*WHAT IS ASKED:*
Reproduce the listing below word for word, leaving out the pictures.

*Named object pointing entries:*
◇ ◇ ◇

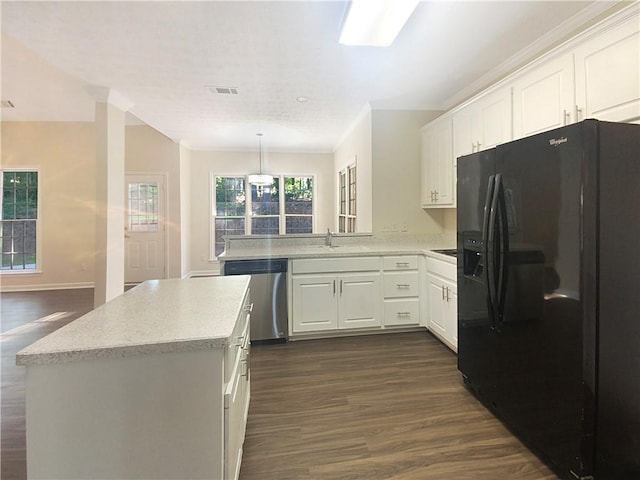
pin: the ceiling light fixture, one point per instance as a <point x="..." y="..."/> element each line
<point x="260" y="179"/>
<point x="375" y="23"/>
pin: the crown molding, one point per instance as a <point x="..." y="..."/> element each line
<point x="548" y="42"/>
<point x="110" y="96"/>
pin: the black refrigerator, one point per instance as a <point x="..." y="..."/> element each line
<point x="548" y="247"/>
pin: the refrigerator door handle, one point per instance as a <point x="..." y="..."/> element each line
<point x="503" y="250"/>
<point x="493" y="250"/>
<point x="487" y="251"/>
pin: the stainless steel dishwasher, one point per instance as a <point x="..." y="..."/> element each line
<point x="269" y="318"/>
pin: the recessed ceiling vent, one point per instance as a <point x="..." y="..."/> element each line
<point x="223" y="90"/>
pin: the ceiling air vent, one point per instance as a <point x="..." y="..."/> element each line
<point x="223" y="90"/>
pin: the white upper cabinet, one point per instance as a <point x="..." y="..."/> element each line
<point x="543" y="97"/>
<point x="438" y="178"/>
<point x="484" y="123"/>
<point x="608" y="74"/>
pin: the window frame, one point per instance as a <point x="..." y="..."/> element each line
<point x="282" y="215"/>
<point x="347" y="198"/>
<point x="39" y="262"/>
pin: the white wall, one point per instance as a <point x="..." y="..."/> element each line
<point x="356" y="147"/>
<point x="396" y="187"/>
<point x="65" y="154"/>
<point x="185" y="211"/>
<point x="204" y="163"/>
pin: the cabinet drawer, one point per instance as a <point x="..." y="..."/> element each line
<point x="404" y="262"/>
<point x="443" y="269"/>
<point x="400" y="311"/>
<point x="401" y="284"/>
<point x="335" y="264"/>
<point x="237" y="341"/>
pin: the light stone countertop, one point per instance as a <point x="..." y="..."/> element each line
<point x="354" y="250"/>
<point x="156" y="316"/>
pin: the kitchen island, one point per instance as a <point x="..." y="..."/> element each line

◇ ◇ ◇

*RESULT BELOW:*
pin: the ceiling light fixture, one point per instance as a <point x="..." y="..."/> element each line
<point x="260" y="179"/>
<point x="375" y="23"/>
pin: the crown molding, one point per instance as a <point x="..." y="..."/> element each line
<point x="548" y="42"/>
<point x="110" y="96"/>
pin: the black refrigerator, one point per instance as a <point x="..." y="..."/> element each line
<point x="548" y="247"/>
pin: the refrigerator door handle, one point per instance as a <point x="..." y="..."/> element each line
<point x="503" y="250"/>
<point x="493" y="250"/>
<point x="487" y="251"/>
pin: the stainless steel dishwasher, one point per instance as a <point x="..." y="..."/> element each line
<point x="269" y="318"/>
pin: the recessed ceiling vent, one point per instance as a <point x="..." y="..."/> element each line
<point x="223" y="90"/>
pin: the ceiling air vent, one point per instance as a <point x="..." y="..."/> element each line
<point x="223" y="90"/>
pin: the white upper cabinet, one point per instance as a <point x="..." y="..."/> element each line
<point x="543" y="97"/>
<point x="438" y="178"/>
<point x="484" y="123"/>
<point x="608" y="74"/>
pin: the window frame, one point per instance as a <point x="..." y="..."/> element each line
<point x="282" y="215"/>
<point x="347" y="198"/>
<point x="39" y="262"/>
pin: the white wall, one point per instance as a <point x="..." y="..."/> element each line
<point x="356" y="147"/>
<point x="396" y="187"/>
<point x="65" y="154"/>
<point x="185" y="211"/>
<point x="204" y="163"/>
pin: the cabinet drawer, one point per instance as a <point x="..." y="..."/> element each line
<point x="404" y="262"/>
<point x="443" y="269"/>
<point x="400" y="311"/>
<point x="401" y="284"/>
<point x="335" y="264"/>
<point x="237" y="341"/>
pin: the light stone countertop, one point per instance as a <point x="..." y="..."/> element each line
<point x="354" y="250"/>
<point x="156" y="316"/>
pin: the kitchen island, one point per instance as a <point x="..." y="..."/> element each line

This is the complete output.